## Aim of the task
Go through the records and write each one out again exactly.

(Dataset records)
BEGIN

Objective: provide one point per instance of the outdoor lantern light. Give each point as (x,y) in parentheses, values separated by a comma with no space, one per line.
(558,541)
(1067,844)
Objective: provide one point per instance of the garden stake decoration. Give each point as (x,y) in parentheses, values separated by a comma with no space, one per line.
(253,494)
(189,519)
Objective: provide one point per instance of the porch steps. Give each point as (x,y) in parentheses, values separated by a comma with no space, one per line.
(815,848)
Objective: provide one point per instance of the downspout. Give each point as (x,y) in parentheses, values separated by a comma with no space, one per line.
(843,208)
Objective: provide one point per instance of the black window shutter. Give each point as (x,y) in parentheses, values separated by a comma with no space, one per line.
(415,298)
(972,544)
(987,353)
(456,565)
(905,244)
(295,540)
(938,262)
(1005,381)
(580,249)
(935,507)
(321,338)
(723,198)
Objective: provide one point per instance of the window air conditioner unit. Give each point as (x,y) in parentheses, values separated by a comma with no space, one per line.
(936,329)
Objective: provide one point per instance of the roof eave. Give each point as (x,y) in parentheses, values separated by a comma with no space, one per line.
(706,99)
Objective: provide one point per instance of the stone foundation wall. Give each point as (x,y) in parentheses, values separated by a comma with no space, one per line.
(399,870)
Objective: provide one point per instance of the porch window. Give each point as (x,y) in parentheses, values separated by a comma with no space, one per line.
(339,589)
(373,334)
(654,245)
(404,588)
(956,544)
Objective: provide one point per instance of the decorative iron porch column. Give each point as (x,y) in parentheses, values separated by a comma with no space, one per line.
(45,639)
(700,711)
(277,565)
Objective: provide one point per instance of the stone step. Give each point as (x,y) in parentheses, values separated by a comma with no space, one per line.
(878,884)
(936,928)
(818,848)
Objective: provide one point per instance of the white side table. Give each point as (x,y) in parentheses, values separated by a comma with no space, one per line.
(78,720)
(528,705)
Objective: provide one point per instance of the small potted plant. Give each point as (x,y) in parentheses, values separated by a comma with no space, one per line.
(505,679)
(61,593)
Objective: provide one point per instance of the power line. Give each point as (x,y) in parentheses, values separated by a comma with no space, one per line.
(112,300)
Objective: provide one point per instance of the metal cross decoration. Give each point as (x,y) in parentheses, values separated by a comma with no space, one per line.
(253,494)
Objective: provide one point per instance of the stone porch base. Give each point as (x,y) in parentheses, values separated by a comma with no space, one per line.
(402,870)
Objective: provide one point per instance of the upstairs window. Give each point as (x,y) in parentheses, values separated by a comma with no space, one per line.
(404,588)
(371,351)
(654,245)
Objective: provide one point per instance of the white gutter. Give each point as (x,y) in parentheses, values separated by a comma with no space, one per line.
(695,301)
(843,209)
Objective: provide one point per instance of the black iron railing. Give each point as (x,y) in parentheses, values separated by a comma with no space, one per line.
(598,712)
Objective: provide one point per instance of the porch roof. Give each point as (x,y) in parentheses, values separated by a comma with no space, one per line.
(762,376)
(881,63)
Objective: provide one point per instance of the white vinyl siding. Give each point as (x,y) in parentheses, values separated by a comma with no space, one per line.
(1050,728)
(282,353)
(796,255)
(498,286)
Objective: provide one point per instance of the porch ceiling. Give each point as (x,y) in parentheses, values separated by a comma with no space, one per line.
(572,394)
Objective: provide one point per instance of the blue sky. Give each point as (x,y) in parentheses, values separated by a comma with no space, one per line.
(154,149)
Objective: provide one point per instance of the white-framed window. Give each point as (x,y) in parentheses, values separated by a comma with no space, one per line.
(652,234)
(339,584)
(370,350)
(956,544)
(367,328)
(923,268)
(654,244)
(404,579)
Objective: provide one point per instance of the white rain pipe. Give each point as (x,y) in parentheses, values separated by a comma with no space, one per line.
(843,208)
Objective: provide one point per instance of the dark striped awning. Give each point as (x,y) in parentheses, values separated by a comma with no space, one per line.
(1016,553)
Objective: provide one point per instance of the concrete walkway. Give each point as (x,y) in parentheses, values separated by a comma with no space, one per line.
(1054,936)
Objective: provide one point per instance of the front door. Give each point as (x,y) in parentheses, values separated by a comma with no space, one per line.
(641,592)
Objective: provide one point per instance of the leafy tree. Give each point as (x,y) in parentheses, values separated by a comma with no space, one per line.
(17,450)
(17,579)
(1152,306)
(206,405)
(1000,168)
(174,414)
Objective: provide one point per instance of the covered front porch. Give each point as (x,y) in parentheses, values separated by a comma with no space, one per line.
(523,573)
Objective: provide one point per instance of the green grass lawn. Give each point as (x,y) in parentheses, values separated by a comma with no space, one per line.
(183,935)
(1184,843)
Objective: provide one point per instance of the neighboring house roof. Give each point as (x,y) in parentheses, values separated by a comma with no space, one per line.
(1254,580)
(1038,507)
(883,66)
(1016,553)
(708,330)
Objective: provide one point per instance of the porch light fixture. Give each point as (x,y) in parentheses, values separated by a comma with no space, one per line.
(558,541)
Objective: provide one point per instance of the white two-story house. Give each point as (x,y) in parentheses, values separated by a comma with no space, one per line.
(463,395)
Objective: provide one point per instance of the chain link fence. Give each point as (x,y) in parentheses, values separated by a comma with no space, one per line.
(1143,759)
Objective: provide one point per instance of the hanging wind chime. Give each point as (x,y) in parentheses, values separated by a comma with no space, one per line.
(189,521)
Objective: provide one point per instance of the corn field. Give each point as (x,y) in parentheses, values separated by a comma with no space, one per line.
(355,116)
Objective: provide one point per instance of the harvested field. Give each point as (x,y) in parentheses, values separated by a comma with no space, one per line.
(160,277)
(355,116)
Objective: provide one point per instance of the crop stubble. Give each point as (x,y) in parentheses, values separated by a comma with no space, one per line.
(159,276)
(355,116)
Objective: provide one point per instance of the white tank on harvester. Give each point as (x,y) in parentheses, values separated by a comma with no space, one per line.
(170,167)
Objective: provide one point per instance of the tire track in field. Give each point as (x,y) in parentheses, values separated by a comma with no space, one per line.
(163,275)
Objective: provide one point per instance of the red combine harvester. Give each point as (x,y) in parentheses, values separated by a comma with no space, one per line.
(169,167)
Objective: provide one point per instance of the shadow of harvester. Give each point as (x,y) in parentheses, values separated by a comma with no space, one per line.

END

## Answer
Objective: provide one point per instance of the outdoor lantern light. Give each point as (x,y) in parentheses, values separated by a comma with no space, one per line.
(558,541)
(1067,844)
Objective: provide one point per instance of the garden stake decoration. Give each point as (x,y) in parentheses, values separated by a comma with no space, one per line.
(253,494)
(189,519)
Objective: provide one point per instance of the porch steps. Give each point as (x,y) in parentheses, values separated by a comma with no space, one per line.
(815,848)
Objective: provide one point per instance of the downspout. Give each point as (x,y) in parentheses, values separated by a comma with no space, one per line.
(843,208)
Objective: provide one point per instance of the black window shutter. Give each point as (x,y) in parentheses, values separated by a comma with no space, one per line.
(415,298)
(972,544)
(987,353)
(456,565)
(905,244)
(295,540)
(938,262)
(1005,381)
(580,249)
(935,507)
(321,338)
(723,198)
Objective: provide one point per instance of the window air conditioner unit. Give each point as (x,y) in parentheses, values separated by a comma with no space, one per line.
(936,329)
Objective: provide one point per instance of the roof eave. Give each point as (x,y) in parentheses, values separated by a comma with no space, one per line.
(706,99)
Objective: provide one point per instance of the stone foundation wall. Give each point as (x,y) in parentheses, values separated by a comma with no space, one per line.
(399,870)
Objective: provide one point per instance of the porch window. Give each point as (x,y) in parentheses, values separated by a comma with no space, one per line.
(339,589)
(373,334)
(654,245)
(404,588)
(956,544)
Objective: provide one point per instance of the decorative iron porch column. Give each point as (x,y) in parentheses, values separated by a comma with no space, one per line.
(45,639)
(700,711)
(277,565)
Objective: provide one point per instance of the stone step. Give each point as (x,y) in parentheses, values separated by a comma with no space, one per line.
(878,884)
(936,928)
(818,848)
Objective: provide one point per instance of the white side table. Give each point as (x,y) in parentheses, values separated by a comma with no space, one per line.
(78,720)
(528,705)
Objective: provide one point per instance of the small potted plant. Give each point as (x,y) in parentheses, values separated by a comma with no space, one per line.
(505,679)
(61,593)
Objective: provide one point per instance of the power line. Give each point as (x,y) in parentheses, values separated by a comma with no space, one per line.
(112,300)
Objective: provide one point per instance of the metal cross decoration. Give each point as (x,y) in parentheses, values separated by a comma with no space, one per line.
(253,494)
Objective: provide one point per instance of the stone porch base. Give each point as (x,y) in parentheses, values separated by a comma with no space, one per line.
(402,870)
Objective: provide one point per instance of the upstairs window. Give each point as (x,y) in parentheses, values separated by a comma with no space, one per line.
(404,588)
(371,351)
(654,245)
Objective: provide one point per instance of the white gutter. Give each point as (x,y) in parentheses, values separated by a comma with no space, one per line.
(695,301)
(843,209)
Objective: provide one point per instance of the black iron railing. Give each point as (x,y) in parentheses, values separated by a comma with no space, one per line.
(598,712)
Objective: provide one point per instance of the porch roof. Give each point as (x,y) in parentheses, values separated by a comma with no space, one per line.
(762,376)
(881,63)
Objective: provide one point per instance of the white vinyl siding. Give each point as (x,y) in parentheses, values separated by a comma with no space, one per line.
(1050,728)
(282,353)
(796,255)
(498,286)
Objective: provide one point per instance of the porch ceiling. Give each point as (x,y) in parentheses, values separated by a comma with no space, one per line.
(572,394)
Objective: provide one point per instance of the blue sky. Give each point as (x,y) in parentheses, values separated by a comma with no space, one per line.
(154,149)
Objective: provide one point per instance of the white-framed window. Give each point as (x,y) in parentheses, values separated by a comma with no space, one per line.
(652,234)
(339,584)
(370,350)
(956,544)
(367,328)
(923,268)
(654,244)
(404,579)
Objective: provide one point per instance of the white rain pipe. Give each point as (x,y) in parentheses, values separated by a comma with no space, one per line.
(843,208)
Objective: provide one point per instance of the dark striped awning. Give each point as (x,y) in parentheses, values separated by a comma with no space, one per line.
(1016,553)
Objective: provide one point per instance of the concrete walkway. Give each point as (x,y) in parentheses, values separated by a comma with no space, one per line.
(1054,936)
Objective: provide one point per instance of the front door. Give each point as (x,y) in parentheses, values separated by a comma with no space, one per line.
(641,592)
Objective: provide one point per instance of the leafy tree. Give each point as (x,y) in parentheses, values separated by a comma with no space, one per line.
(17,450)
(17,579)
(1152,306)
(206,405)
(1000,168)
(174,414)
Objective: provide one point per instance of the covered front porch. Give each point as (x,y) in parentheses, values separated by a comma with no space, one per line.
(523,573)
Objective: provide one point per instance of the green grass lawn. Give each point as (x,y) in parentheses, values separated by a comma with no space, one per line.
(183,935)
(1184,843)
Objective: provide one point per instance of the neighboring house roof. Give each point as (x,y) in parentheses, values separated by a comma with no space, one per line.
(1254,580)
(1038,507)
(883,66)
(1016,553)
(708,330)
Objective: provide one point per instance of the porch light fixture. Give each point as (x,y) in parentheses, values separated by a comma with no space, one per line.
(558,541)
Objective: provide one point per instance of the white two-story house. Give each point as (x,y) in parentheses, values separated by a comma with no space, one per line.
(463,395)
Objective: provide one point per instance of the chain link fence. Give each point as (x,y) in parentheses, values separated by a comma with no space, one per line.
(1143,759)
Objective: provide one point per instance of the hanging wind chime. Give each point as (x,y) in parentheses, values separated by a comma with no space, one per line.
(189,521)
Objective: provide one point per instance of the corn field. Give each point as (x,y) in parentheses, values separated by a comma with no space, one per line.
(355,116)
Objective: provide one point per instance of the harvested field. Give each point as (x,y) in parentheses, values separated by a comma with no space, one per line.
(160,277)
(355,116)
Objective: provide one point per instance of the crop stubble. Give each point as (x,y) in parentheses, values separated by a comma with no space, one per line.
(159,276)
(355,116)
Objective: provide one point per instance of the white tank on harvester. Give each point as (x,y) in parentheses, values separated by a comma with no space, one per line.
(170,167)
Objective: provide one point per instance of the tire track in field. Give each point as (x,y) in parentheses, values separated by a comma with no space, one per line.
(163,275)
Objective: provide one point per instance of the red combine harvester. Give each point as (x,y) in parentheses, values separated by a comma with no space, one per line.
(169,167)
Objective: provide one point per instance of the shadow of harvester. Give each point as (x,y) in parentheses, values separated by a comma with no space, one per line.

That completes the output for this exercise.